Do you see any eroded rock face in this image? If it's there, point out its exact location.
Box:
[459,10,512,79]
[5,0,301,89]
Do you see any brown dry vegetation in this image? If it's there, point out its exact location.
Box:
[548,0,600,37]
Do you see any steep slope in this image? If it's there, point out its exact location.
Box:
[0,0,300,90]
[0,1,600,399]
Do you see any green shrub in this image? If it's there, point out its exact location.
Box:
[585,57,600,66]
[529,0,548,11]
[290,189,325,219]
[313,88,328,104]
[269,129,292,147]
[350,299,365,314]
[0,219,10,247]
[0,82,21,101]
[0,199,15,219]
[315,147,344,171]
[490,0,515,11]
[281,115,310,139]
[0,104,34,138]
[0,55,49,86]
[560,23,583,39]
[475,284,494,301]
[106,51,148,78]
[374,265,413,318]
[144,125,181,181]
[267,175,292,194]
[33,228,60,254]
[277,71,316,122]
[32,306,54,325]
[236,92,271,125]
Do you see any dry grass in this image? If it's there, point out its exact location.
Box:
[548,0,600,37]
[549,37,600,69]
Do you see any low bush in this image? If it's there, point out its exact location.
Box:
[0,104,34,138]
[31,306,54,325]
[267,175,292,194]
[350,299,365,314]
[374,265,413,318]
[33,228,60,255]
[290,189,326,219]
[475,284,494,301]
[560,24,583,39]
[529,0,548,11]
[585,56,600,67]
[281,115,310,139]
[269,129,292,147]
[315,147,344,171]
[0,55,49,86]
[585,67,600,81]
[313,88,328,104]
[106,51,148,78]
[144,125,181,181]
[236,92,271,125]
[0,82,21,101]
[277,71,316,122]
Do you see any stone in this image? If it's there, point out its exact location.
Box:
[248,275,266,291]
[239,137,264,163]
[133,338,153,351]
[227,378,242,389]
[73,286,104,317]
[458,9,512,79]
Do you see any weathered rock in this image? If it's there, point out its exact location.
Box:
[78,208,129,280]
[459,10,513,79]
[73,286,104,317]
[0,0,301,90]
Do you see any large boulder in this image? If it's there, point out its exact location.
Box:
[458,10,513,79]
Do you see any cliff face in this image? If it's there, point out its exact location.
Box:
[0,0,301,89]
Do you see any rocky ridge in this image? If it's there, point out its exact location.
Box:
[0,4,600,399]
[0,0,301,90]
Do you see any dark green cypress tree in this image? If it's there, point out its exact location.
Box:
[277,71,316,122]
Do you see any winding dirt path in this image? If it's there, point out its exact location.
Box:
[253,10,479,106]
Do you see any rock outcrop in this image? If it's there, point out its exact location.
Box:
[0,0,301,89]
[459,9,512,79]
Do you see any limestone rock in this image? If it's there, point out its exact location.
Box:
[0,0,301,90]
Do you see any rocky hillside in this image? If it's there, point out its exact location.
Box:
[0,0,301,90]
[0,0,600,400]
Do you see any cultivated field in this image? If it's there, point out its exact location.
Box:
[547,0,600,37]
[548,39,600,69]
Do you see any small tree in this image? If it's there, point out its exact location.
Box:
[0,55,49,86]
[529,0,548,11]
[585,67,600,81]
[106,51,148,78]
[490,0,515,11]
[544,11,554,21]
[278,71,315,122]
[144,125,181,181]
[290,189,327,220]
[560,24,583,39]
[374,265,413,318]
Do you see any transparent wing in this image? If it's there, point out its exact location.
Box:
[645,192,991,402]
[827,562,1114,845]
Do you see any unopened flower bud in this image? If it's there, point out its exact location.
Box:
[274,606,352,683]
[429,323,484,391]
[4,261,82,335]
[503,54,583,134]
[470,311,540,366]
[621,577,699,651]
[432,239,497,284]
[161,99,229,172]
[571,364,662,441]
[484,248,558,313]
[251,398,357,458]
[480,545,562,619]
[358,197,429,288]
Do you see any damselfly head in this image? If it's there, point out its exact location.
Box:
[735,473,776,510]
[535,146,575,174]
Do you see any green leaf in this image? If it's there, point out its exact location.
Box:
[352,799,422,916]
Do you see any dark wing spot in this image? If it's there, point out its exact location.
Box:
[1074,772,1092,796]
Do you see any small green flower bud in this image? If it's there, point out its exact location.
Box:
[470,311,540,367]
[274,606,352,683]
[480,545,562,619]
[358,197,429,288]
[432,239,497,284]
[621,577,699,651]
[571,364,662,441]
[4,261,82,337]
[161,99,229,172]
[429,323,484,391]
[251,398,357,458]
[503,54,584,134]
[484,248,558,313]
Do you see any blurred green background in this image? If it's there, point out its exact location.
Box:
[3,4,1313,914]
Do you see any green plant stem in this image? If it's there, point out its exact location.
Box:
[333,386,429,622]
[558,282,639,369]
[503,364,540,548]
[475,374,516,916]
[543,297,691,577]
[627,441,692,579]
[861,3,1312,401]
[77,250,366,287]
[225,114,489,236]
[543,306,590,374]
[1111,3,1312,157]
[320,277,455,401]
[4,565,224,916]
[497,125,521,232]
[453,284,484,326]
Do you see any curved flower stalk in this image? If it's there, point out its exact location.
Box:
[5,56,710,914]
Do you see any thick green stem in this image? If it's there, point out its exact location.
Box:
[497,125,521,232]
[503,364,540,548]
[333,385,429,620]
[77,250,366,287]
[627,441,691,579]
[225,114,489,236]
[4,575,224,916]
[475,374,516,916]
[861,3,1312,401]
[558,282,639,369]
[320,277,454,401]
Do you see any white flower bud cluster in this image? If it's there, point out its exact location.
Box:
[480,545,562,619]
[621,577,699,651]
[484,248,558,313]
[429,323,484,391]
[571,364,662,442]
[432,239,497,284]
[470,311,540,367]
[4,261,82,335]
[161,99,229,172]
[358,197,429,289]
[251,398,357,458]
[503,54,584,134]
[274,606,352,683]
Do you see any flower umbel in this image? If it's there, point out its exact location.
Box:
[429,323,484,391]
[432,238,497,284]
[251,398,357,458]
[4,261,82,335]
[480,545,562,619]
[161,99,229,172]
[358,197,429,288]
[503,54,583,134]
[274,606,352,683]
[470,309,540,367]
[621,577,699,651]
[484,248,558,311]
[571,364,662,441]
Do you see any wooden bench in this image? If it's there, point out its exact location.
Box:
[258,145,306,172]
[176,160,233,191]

==

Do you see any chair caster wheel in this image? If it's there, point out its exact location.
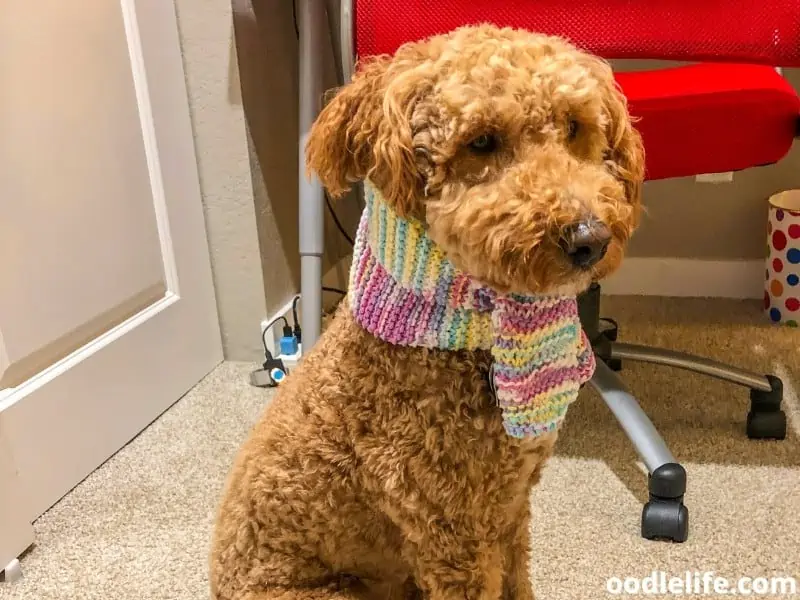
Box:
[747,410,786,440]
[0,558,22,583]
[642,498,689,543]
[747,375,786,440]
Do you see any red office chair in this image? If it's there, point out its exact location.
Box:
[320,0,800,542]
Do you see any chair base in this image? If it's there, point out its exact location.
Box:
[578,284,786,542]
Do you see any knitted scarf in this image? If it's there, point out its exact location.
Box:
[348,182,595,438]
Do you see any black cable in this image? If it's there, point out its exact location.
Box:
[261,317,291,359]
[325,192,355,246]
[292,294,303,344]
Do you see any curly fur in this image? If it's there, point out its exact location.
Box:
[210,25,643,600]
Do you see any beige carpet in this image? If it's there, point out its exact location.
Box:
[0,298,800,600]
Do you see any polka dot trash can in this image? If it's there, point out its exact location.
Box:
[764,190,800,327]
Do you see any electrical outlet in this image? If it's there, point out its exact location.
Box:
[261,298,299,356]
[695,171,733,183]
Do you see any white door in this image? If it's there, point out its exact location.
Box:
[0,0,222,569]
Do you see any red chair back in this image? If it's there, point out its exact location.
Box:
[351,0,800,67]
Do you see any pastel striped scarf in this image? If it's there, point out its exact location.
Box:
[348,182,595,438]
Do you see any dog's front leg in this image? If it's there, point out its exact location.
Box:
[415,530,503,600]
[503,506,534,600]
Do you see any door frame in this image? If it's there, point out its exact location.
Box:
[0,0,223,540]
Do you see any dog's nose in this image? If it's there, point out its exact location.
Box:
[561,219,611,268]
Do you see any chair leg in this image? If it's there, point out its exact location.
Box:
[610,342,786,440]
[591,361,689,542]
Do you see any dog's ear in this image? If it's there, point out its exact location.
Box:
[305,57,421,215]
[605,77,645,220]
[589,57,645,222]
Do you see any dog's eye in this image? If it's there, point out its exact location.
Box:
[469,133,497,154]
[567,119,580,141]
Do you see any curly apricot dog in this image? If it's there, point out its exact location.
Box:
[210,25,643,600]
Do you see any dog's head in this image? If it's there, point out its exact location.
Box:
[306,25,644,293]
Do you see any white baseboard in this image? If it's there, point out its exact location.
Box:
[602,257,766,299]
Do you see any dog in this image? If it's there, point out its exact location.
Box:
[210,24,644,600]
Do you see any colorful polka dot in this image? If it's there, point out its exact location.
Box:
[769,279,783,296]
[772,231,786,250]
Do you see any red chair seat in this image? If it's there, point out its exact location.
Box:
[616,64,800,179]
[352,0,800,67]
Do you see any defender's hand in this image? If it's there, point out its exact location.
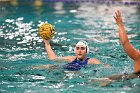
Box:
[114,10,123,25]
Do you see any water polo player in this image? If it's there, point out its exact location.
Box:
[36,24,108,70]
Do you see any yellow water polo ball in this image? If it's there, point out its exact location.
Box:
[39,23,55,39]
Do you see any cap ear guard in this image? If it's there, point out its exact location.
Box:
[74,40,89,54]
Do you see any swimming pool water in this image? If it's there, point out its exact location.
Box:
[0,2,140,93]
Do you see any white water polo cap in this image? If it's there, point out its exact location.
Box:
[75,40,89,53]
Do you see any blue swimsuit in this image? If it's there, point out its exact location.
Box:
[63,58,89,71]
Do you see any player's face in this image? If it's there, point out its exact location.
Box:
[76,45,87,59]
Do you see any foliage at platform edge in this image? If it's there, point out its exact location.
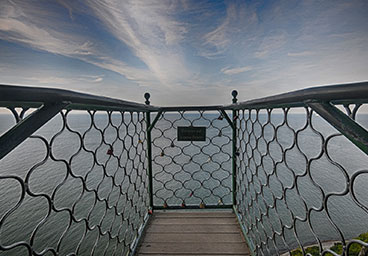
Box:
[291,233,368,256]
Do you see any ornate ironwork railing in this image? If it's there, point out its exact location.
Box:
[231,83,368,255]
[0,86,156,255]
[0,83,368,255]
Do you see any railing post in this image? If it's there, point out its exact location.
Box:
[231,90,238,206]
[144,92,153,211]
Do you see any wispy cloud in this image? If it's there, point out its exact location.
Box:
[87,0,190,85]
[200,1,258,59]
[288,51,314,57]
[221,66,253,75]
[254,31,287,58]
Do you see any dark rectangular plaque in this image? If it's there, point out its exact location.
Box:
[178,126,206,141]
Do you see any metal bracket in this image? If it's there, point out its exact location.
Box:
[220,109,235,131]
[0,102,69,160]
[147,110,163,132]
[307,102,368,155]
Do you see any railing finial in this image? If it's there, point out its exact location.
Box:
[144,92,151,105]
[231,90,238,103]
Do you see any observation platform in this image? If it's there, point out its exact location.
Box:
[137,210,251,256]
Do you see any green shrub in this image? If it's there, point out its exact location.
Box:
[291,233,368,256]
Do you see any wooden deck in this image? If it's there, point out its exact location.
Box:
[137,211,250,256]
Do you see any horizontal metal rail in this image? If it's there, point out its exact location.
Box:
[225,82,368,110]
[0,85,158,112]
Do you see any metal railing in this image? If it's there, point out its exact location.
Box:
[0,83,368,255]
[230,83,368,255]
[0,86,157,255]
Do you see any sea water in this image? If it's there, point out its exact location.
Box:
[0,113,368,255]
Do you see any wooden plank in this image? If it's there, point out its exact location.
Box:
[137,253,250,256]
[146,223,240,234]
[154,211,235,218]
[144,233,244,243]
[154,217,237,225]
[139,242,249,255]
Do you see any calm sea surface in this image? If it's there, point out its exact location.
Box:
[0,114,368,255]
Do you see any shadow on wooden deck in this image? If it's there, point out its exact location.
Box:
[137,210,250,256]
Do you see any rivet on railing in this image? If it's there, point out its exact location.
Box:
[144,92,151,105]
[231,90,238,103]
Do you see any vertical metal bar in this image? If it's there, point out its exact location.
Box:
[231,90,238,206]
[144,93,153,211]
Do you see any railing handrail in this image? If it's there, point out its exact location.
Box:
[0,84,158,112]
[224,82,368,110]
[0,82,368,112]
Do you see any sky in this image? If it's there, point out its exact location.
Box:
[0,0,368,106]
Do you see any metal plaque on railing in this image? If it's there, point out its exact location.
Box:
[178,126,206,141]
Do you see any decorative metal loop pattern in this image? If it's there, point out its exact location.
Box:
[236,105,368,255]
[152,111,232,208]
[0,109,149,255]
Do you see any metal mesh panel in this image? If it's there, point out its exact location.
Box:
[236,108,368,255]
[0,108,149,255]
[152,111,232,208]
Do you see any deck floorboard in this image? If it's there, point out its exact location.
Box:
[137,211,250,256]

#### [WHAT YOU ARE ASKED TO DO]
Please render the part of the listing that opens with the line containing "Do you see any door" and closes with the line containing "[591,361,689,542]" as a JSON list of strings, one string per line, leaving out any blank lines.

#### [EXERCISE SOLUTION]
[
  "Do you see any door frame in this image? If it's there, point out its exact location.",
  "Box:",
  "[0,0,223,540]",
  "Do you see any dog's nose in this image? If it's there, point out its exact location.",
  "Box:",
  "[561,219,611,268]",
  "Do you see any chair leg in this image? If it's there, point out its exact location.",
  "Box:",
  "[610,342,786,440]",
  "[591,361,689,542]"
]